# START OF Data listing
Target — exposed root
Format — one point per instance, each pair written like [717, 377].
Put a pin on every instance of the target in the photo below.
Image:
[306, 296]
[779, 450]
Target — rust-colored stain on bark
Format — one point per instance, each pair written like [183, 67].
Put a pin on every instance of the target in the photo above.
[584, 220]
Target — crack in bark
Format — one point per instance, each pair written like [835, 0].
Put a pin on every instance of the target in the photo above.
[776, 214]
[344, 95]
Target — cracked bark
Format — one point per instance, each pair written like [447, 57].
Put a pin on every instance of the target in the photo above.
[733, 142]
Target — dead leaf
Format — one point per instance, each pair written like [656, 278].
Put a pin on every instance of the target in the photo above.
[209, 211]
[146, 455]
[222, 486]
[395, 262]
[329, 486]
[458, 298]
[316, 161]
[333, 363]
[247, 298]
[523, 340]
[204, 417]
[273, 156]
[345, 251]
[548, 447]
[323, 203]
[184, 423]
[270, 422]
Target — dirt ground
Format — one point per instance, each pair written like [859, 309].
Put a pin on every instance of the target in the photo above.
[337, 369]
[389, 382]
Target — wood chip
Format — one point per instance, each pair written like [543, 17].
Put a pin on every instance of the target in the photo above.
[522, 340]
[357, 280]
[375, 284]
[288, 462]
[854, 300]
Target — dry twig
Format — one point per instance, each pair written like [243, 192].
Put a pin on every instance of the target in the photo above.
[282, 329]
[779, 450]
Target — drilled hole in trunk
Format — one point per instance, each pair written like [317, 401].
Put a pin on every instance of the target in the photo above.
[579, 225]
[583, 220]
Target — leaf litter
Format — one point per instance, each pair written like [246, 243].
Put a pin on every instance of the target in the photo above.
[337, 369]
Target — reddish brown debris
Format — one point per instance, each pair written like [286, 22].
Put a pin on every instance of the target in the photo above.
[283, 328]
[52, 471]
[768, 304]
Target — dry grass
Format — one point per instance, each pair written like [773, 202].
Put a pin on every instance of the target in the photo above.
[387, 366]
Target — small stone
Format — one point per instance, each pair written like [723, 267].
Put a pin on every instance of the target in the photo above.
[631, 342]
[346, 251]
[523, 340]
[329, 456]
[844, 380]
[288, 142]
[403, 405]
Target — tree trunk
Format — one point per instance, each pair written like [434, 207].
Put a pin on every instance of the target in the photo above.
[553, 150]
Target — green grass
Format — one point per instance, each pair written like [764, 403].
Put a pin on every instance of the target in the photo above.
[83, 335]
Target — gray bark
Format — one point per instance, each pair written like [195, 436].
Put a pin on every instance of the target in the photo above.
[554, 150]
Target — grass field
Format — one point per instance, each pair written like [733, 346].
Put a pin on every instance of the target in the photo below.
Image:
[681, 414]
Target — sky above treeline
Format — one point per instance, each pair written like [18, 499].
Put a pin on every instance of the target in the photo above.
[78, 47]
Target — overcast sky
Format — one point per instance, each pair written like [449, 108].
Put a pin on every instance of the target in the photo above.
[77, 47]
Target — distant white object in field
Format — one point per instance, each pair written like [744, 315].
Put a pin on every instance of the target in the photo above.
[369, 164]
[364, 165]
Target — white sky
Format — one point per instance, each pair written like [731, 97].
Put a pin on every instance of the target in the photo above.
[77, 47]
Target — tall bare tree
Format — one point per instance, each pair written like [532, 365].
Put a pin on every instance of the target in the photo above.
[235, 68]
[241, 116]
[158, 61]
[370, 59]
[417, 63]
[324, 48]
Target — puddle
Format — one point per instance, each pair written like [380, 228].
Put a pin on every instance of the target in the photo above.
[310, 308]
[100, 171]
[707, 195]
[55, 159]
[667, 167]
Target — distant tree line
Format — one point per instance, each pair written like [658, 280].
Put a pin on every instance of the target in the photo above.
# END OF Data listing
Written exercise: Convert the records, from the line containing "Target — white sky" through the final line, into a JSON list of strings. Give one string per line and omit blank lines.

The response:
[
  "Target — white sky",
  "Format — one point per instance, each pair written like [731, 97].",
  "Put a pin on every instance of the target in the photo above.",
  "[77, 47]",
  "Target — tall bare tree",
  "Format — one point per instance, each pair written like [532, 365].",
  "Put a pin on every instance of the target in the photo above.",
  "[235, 68]",
  "[241, 116]",
  "[158, 61]",
  "[370, 59]",
  "[417, 63]",
  "[324, 48]",
  "Target — puddle",
  "Format — one point per instance, each pair written like [380, 228].",
  "Put a pin on every instance of the target in the photo above.",
  "[310, 308]",
  "[100, 171]",
  "[707, 195]",
  "[55, 159]",
  "[667, 167]",
  "Target — distant tree line",
  "Format — one point per instance, each pair written like [658, 280].",
  "Put a pin on every instance of the target in the photo above."
]